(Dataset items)

--------

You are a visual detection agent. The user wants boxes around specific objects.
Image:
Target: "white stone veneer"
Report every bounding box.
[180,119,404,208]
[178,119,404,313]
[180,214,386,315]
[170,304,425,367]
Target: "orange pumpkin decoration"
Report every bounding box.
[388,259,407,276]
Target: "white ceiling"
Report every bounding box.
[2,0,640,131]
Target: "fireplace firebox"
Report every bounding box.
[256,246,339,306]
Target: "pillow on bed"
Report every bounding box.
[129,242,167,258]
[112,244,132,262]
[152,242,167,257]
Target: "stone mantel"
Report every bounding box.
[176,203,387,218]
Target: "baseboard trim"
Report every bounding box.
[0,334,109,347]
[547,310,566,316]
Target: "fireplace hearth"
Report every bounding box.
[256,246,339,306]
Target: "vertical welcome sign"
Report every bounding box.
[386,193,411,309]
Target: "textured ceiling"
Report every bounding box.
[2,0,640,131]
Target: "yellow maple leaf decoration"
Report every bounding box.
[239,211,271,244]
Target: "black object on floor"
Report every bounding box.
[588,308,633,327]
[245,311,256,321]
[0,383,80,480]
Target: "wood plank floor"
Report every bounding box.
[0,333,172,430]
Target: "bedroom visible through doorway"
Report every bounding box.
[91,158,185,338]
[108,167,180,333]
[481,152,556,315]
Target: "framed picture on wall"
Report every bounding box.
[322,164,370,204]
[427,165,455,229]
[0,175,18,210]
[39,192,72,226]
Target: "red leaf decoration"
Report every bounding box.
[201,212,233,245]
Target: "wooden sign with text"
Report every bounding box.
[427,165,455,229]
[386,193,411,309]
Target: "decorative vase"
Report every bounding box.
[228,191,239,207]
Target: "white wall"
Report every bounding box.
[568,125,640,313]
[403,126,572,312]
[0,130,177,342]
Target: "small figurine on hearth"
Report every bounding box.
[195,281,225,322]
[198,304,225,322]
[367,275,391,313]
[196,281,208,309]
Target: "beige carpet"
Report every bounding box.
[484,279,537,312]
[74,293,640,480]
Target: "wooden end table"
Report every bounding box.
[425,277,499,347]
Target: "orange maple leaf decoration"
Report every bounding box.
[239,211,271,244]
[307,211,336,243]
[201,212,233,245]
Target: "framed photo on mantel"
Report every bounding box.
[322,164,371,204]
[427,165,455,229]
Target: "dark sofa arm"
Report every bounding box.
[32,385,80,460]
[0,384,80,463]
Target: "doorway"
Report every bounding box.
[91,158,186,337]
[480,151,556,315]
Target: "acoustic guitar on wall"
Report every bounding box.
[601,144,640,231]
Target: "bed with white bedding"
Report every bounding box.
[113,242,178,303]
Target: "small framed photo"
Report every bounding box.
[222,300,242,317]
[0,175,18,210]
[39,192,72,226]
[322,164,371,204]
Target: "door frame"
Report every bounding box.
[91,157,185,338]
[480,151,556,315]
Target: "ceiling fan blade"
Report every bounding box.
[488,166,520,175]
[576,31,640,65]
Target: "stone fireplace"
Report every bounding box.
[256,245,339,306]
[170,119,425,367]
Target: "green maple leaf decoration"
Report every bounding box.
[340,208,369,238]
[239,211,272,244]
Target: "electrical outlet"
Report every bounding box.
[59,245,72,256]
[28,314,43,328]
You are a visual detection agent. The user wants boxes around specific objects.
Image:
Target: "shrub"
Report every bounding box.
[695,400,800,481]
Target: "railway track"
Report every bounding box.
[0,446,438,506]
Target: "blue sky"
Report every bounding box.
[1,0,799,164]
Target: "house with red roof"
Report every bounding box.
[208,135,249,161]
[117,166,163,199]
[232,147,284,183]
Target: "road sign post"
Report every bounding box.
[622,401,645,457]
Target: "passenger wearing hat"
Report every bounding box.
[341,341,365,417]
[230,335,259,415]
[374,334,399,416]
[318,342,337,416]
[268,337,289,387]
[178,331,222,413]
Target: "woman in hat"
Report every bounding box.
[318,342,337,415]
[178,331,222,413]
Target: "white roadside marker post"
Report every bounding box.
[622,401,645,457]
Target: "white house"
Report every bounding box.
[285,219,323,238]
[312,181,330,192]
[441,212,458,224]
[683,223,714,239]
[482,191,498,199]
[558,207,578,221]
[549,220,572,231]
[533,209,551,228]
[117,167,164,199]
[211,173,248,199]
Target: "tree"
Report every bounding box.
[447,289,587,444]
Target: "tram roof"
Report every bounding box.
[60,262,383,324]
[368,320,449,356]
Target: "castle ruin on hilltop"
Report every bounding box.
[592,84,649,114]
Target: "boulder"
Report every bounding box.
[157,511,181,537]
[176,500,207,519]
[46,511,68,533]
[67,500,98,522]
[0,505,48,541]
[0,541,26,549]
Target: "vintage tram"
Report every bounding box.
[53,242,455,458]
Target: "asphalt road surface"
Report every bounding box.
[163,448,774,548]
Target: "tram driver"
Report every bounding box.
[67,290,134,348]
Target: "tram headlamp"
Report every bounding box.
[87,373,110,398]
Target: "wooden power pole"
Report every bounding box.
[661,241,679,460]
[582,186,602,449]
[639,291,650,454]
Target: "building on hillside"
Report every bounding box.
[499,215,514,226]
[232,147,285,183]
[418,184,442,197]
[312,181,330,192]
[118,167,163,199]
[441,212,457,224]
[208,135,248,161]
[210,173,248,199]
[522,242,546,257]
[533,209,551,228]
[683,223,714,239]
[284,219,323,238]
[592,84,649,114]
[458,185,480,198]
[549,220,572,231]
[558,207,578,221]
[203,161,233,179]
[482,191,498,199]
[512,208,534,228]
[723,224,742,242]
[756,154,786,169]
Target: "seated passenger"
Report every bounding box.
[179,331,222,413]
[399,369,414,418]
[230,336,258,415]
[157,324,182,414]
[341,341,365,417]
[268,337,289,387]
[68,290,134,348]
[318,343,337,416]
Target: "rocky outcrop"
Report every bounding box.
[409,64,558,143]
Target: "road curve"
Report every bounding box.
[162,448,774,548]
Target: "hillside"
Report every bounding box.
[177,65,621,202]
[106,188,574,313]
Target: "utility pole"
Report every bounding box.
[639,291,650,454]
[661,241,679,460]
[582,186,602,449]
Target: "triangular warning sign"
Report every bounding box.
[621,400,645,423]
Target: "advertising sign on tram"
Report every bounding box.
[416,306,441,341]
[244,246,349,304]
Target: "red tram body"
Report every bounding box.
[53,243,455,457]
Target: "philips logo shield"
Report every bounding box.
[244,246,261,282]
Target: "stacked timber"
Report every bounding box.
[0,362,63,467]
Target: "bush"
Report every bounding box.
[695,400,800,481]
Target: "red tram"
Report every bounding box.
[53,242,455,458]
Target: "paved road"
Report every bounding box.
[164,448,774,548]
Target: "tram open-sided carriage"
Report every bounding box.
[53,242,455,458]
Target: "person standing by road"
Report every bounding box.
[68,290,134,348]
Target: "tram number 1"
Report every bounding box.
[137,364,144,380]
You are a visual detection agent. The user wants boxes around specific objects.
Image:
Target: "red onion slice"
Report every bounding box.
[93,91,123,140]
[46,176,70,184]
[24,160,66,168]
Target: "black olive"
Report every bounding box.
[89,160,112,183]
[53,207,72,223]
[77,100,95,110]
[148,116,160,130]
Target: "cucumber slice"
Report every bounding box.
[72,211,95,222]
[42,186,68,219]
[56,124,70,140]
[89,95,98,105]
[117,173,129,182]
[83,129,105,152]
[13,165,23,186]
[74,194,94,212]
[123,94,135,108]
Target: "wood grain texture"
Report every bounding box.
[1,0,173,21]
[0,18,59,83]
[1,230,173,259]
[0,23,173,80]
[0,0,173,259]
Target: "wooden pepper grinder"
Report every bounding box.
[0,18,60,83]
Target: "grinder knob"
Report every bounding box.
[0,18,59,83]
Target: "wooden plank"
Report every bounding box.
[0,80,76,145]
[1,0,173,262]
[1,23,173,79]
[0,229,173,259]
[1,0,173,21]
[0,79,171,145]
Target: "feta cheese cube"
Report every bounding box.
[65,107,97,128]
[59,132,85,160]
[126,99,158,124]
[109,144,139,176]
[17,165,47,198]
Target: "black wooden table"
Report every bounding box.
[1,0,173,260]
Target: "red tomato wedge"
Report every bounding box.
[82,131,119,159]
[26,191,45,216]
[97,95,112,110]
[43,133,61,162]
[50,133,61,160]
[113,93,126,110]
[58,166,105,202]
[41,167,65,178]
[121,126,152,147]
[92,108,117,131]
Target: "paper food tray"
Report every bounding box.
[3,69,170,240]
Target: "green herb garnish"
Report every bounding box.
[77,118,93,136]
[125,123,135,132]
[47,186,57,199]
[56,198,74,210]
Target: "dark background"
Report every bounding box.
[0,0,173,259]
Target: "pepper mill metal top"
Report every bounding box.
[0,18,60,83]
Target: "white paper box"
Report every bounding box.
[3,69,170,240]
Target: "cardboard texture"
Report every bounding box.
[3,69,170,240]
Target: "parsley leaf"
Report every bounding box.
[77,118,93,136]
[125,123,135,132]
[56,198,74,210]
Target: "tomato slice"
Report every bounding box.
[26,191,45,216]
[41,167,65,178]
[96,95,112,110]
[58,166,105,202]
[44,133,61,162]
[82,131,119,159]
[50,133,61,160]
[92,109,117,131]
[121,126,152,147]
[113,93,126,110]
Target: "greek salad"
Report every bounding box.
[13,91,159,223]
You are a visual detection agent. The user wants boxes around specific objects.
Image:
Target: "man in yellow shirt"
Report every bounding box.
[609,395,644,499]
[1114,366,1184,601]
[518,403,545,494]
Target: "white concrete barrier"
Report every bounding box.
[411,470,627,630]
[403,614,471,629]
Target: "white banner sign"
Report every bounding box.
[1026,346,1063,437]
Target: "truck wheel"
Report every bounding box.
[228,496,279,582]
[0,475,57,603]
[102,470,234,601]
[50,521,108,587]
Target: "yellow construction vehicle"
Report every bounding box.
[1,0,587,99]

--------

## [What to do]
Copy every line from the records that holds the string "sign".

## [Response to this task]
Target: "vertical welcome sign"
Target: "wooden sign with text"
Target: "road sign post"
Target: "triangular warning sign"
Target: "advertising sign on tram"
Target: "white banner sign"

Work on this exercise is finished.